* _WHAT TO WORK ON_
Copy out the whole listing exactly as written, leaving the pictures behind.
* begin SUPPLIED DATA *
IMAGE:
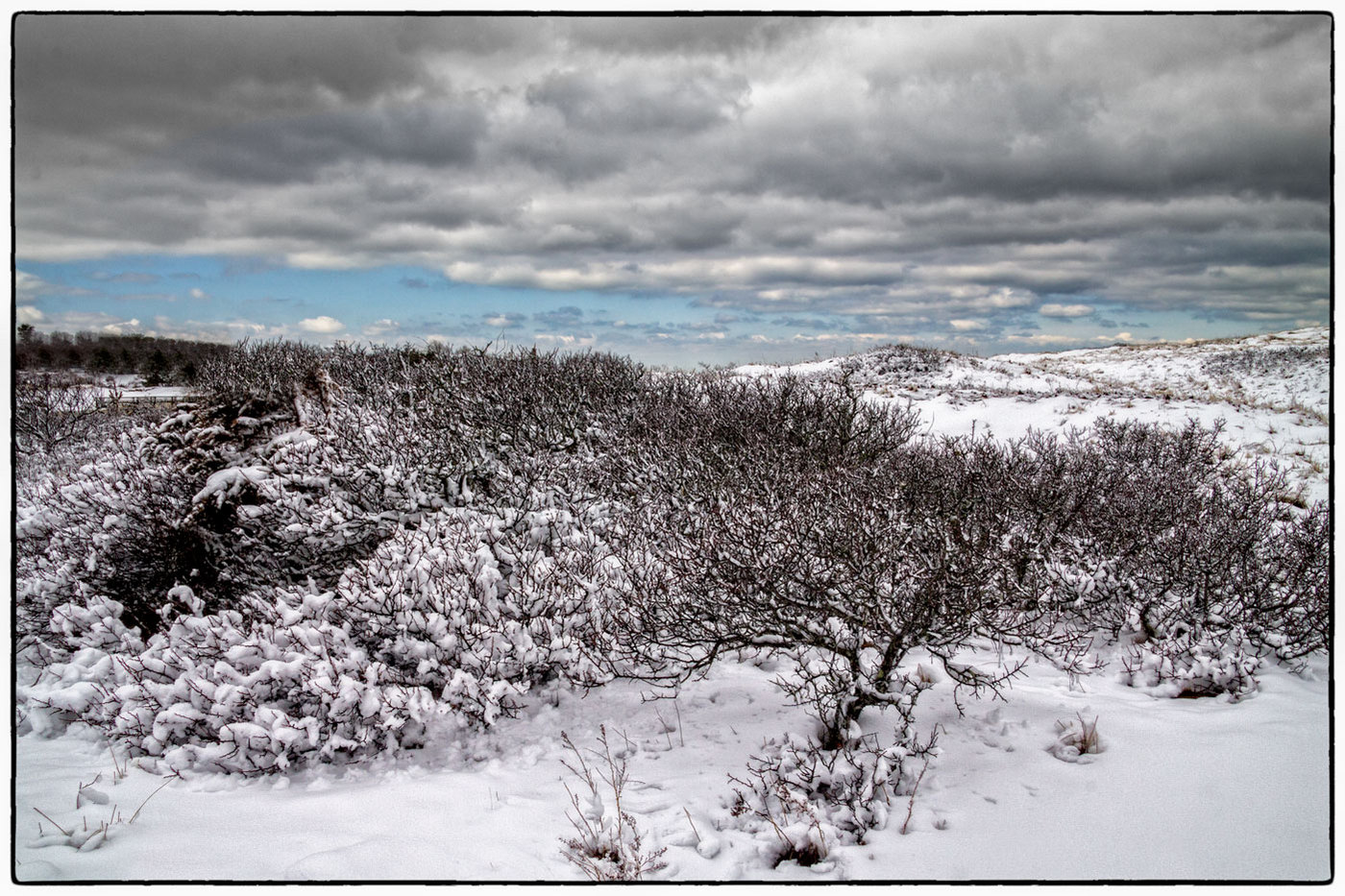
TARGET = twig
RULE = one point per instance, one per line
(148, 798)
(911, 806)
(49, 818)
(693, 825)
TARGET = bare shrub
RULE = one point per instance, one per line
(607, 845)
(51, 410)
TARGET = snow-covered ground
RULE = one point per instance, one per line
(1273, 393)
(1183, 788)
(134, 386)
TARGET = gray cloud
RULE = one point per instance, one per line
(905, 171)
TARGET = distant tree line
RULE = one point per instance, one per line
(159, 361)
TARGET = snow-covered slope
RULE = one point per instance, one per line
(1273, 392)
(1183, 790)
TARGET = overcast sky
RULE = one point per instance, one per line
(678, 188)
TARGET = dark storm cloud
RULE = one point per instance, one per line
(896, 171)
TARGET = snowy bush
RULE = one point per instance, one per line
(811, 798)
(1194, 563)
(269, 579)
(607, 844)
(810, 523)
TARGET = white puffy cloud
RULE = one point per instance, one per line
(320, 325)
(1055, 309)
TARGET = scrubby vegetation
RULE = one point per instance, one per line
(155, 358)
(336, 547)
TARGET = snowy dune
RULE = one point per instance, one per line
(1183, 788)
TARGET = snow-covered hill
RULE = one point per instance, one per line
(1273, 392)
(1181, 790)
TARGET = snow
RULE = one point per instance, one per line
(1186, 790)
(1183, 788)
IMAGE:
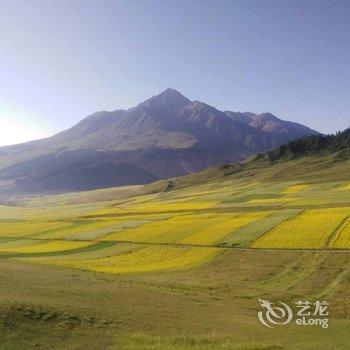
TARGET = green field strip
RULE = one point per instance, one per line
(249, 233)
(336, 283)
(342, 237)
(334, 236)
(100, 250)
(294, 273)
(93, 247)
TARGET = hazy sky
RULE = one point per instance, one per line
(62, 60)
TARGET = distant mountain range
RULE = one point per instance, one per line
(165, 136)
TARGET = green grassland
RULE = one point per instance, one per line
(180, 264)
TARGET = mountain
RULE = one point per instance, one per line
(165, 136)
(269, 123)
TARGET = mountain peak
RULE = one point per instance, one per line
(170, 98)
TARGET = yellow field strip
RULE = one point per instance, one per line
(311, 229)
(45, 247)
(148, 259)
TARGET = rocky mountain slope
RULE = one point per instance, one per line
(165, 136)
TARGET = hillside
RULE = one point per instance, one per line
(165, 136)
(329, 161)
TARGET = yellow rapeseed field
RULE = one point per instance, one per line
(164, 231)
(311, 229)
(270, 200)
(342, 238)
(164, 207)
(46, 247)
(146, 260)
(294, 189)
(27, 228)
(344, 187)
(221, 227)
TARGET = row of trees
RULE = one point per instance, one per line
(311, 145)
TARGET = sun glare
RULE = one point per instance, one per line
(13, 132)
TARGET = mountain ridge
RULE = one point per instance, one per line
(164, 136)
* end SUPPLIED DATA *
* _EXERCISE ANSWER_
IMAGE:
TARGET = twig
RULE = one point per instance, one per line
(148, 798)
(911, 806)
(49, 818)
(693, 825)
TARGET = bare shrub
RULE = one point per instance, one per line
(607, 845)
(51, 410)
TARGET = snow-covered ground
RULE = one point per instance, one per line
(1273, 393)
(1183, 788)
(134, 386)
TARGET = gray cloud
RULE = one point per instance, one per line
(905, 171)
TARGET = distant tree line
RULE = one point per instance, one per line
(159, 361)
TARGET = snow-covered slope
RULE = one point per instance, one per line
(1273, 392)
(1183, 790)
TARGET = overcast sky
RULE = one point per instance, one per line
(678, 188)
TARGET = dark storm cloud
RULE = one point per instance, one per line
(896, 171)
TARGET = snowy bush
RULE = one point per instance, one per line
(811, 798)
(1194, 563)
(269, 579)
(607, 844)
(810, 523)
TARGET = white puffy cloud
RULE = one point per instance, one per line
(320, 325)
(1055, 309)
TARGET = scrubby vegetation
RULE = one point per instance, one per line
(155, 358)
(336, 547)
TARGET = snowy dune
RULE = one point per instance, one per line
(1183, 788)
TARGET = snow-covered hill
RULE = one point per instance, one per line
(1273, 392)
(1181, 790)
TARGET = snow
RULE = one point per instance, one per line
(1186, 790)
(1183, 788)
IMAGE:
TARGET = green field strip
RULE = one point per instance, one per line
(249, 233)
(336, 283)
(342, 237)
(334, 236)
(100, 250)
(294, 273)
(93, 247)
TARGET = hazy sky
RULE = one point per instance, one per line
(62, 60)
TARGET = distant mountain range
RULE = one point per instance, one per line
(165, 136)
TARGET = green grassland
RULE = one point per instance, one per line
(180, 264)
TARGET = mountain
RULE = one point per instance, one per line
(165, 136)
(269, 123)
TARGET = mountain peak
RULE = one point per instance, one per line
(170, 98)
TARGET = yellow field strip
RULE = one point per instance, one per line
(311, 229)
(45, 247)
(148, 259)
TARGET = rocky mountain slope
RULE = one point per instance, one per line
(165, 136)
TARGET = hillside
RULE = one point per instance, one per line
(165, 136)
(329, 161)
TARGET = yellow rapeseed field
RULE = one point per instance, one per line
(164, 231)
(311, 229)
(270, 200)
(342, 238)
(164, 207)
(46, 247)
(146, 260)
(294, 189)
(27, 228)
(344, 187)
(221, 227)
TARGET = row of trees
RULE = one point per instance, one per line
(311, 145)
TARGET = sun glare
RULE = one point per instance, one per line
(13, 132)
TARGET = mountain ridge
RULE = one point per instance, one per line
(164, 136)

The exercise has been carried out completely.